◆ Records for the task:
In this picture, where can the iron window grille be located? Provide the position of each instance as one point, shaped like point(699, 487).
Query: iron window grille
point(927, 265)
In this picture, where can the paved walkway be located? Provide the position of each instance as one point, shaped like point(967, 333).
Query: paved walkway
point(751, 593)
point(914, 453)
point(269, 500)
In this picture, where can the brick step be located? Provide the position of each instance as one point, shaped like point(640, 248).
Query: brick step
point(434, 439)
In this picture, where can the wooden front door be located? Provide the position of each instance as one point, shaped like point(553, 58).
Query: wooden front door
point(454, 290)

◆ What is expected:
Starting at the line where "Query: brick step" appears, write out every line exactly as it stands until the listing ends, and add nothing.

◆ Result:
Query: brick step
point(434, 439)
In this picture, where can the wooden front door be located? Provide the position of each instance as one point, shaped like point(553, 58).
Query: wooden front door
point(454, 290)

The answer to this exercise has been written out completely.